▸ **Problem statement**: Starting with the line containing "Q: Point to the tripod" and continuing through the line containing "x=263, y=182", write out all of those lines again and add -104 to each x and y coordinate in the point answers. Leave the numbers in the Q: lines unchanged.

▸ **Record excerpts**:
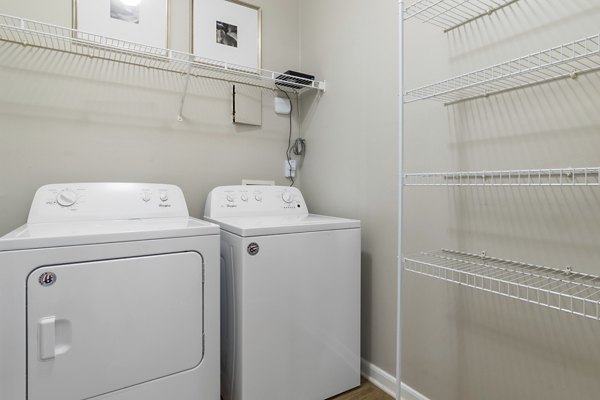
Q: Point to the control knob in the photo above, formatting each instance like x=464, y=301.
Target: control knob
x=66, y=198
x=287, y=197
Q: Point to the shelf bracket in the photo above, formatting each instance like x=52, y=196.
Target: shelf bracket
x=188, y=76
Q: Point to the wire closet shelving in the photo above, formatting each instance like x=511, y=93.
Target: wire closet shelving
x=46, y=36
x=564, y=61
x=563, y=290
x=532, y=177
x=451, y=14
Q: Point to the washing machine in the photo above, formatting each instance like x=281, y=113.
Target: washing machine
x=290, y=296
x=111, y=292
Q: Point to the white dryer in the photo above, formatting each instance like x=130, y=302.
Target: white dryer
x=110, y=291
x=290, y=296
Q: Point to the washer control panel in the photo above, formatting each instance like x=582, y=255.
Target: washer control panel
x=233, y=201
x=106, y=201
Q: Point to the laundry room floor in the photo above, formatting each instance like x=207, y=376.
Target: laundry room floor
x=366, y=391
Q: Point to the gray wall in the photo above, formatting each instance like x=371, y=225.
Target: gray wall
x=63, y=119
x=351, y=163
x=460, y=344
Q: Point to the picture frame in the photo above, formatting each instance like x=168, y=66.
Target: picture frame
x=143, y=22
x=227, y=31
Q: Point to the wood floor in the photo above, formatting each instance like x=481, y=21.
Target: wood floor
x=366, y=391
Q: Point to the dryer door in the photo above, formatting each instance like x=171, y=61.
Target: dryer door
x=97, y=327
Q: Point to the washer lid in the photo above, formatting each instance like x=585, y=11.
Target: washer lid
x=275, y=225
x=58, y=234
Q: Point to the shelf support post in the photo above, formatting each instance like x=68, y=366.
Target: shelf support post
x=188, y=76
x=400, y=260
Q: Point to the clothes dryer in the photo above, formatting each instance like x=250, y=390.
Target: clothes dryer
x=111, y=292
x=290, y=296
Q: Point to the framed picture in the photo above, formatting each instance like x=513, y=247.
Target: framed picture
x=227, y=31
x=139, y=21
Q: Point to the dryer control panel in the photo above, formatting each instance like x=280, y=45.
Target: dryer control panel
x=236, y=201
x=106, y=201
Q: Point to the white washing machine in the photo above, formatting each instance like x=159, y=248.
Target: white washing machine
x=290, y=296
x=110, y=291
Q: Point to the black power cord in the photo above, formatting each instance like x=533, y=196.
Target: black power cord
x=289, y=148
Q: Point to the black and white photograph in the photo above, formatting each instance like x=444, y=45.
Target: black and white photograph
x=227, y=31
x=226, y=34
x=125, y=10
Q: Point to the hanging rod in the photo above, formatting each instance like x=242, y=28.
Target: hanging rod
x=52, y=37
x=452, y=14
x=526, y=177
x=565, y=61
x=563, y=290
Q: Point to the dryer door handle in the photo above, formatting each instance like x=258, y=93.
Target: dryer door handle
x=47, y=337
x=54, y=337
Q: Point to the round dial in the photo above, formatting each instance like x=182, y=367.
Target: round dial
x=287, y=197
x=66, y=198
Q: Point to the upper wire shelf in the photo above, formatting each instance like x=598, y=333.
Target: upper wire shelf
x=567, y=60
x=451, y=14
x=531, y=177
x=563, y=290
x=57, y=38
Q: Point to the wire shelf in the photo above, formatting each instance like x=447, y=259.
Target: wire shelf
x=563, y=290
x=451, y=14
x=52, y=37
x=531, y=177
x=567, y=60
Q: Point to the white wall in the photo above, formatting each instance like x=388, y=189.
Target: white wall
x=67, y=119
x=460, y=344
x=351, y=131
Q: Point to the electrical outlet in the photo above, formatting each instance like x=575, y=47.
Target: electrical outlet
x=289, y=168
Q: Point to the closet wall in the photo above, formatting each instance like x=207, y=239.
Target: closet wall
x=462, y=344
x=67, y=119
x=352, y=136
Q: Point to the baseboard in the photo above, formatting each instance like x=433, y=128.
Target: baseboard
x=387, y=382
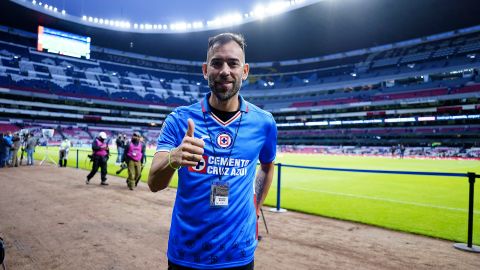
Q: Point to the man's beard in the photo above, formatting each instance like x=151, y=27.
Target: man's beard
x=225, y=95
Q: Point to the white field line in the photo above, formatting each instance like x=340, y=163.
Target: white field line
x=385, y=200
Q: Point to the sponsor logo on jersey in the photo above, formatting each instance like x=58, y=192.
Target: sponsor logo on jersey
x=224, y=140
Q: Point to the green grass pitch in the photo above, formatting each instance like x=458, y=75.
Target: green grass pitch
x=429, y=205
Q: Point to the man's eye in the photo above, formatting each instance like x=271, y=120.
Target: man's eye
x=216, y=64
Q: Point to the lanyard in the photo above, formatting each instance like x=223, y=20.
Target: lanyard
x=213, y=145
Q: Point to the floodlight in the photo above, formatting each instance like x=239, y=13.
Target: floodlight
x=197, y=25
x=259, y=11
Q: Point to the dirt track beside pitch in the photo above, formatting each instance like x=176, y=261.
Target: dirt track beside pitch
x=50, y=219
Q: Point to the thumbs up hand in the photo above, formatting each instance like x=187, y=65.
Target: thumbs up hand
x=190, y=151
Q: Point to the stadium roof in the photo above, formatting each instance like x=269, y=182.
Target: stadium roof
x=325, y=27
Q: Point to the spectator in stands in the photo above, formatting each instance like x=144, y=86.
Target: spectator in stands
x=392, y=150
x=133, y=156
x=99, y=157
x=16, y=145
x=214, y=219
x=63, y=153
x=32, y=142
x=120, y=142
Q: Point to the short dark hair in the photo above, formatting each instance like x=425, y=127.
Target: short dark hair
x=224, y=38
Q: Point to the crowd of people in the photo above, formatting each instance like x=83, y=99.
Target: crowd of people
x=14, y=143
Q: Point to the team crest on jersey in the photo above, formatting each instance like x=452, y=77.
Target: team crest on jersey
x=201, y=166
x=224, y=140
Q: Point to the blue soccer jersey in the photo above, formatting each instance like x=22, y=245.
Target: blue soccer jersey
x=202, y=235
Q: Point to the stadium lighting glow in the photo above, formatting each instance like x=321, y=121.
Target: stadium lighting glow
x=259, y=12
x=400, y=120
x=426, y=118
x=277, y=7
x=317, y=123
x=197, y=25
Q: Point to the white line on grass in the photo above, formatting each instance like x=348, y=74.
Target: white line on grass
x=385, y=200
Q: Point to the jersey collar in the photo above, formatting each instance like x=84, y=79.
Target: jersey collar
x=206, y=106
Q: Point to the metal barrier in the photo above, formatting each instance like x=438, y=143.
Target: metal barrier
x=471, y=179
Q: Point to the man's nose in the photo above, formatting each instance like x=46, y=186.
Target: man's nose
x=225, y=70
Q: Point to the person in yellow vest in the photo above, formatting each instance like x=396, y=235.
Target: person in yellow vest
x=133, y=157
x=63, y=153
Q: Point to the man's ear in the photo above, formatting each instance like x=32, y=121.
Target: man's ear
x=204, y=71
x=246, y=69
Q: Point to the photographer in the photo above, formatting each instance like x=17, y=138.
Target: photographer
x=133, y=157
x=31, y=143
x=99, y=158
x=63, y=153
x=17, y=143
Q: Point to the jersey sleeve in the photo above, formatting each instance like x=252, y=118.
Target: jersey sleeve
x=168, y=135
x=269, y=149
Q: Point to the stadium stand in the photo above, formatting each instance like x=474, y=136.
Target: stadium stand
x=415, y=92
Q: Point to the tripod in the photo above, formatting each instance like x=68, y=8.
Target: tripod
x=47, y=157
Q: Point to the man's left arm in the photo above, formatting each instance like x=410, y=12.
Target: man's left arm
x=263, y=182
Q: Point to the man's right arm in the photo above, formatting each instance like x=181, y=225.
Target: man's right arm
x=160, y=172
x=164, y=164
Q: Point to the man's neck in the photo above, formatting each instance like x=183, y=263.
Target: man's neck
x=230, y=105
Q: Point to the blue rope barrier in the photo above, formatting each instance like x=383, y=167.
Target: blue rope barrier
x=376, y=171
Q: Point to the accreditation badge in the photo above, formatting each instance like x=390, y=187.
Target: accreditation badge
x=219, y=194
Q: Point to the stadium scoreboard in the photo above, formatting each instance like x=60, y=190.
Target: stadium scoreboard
x=63, y=43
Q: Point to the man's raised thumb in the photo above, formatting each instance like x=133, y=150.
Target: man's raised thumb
x=191, y=128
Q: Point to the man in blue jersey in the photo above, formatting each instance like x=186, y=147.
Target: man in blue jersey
x=215, y=145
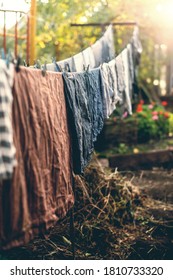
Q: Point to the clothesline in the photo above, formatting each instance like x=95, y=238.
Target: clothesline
x=56, y=119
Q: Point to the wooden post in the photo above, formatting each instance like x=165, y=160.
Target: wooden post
x=32, y=36
x=16, y=37
x=4, y=35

▸ **Task output**:
Q: Point to the tripod in the photo above, formatting each instance like x=68, y=8.
Target: tripod
x=-57, y=53
Q: Point to the man's left arm in the photo above, formatting each instance like x=410, y=12.
Target: man's left arm
x=159, y=78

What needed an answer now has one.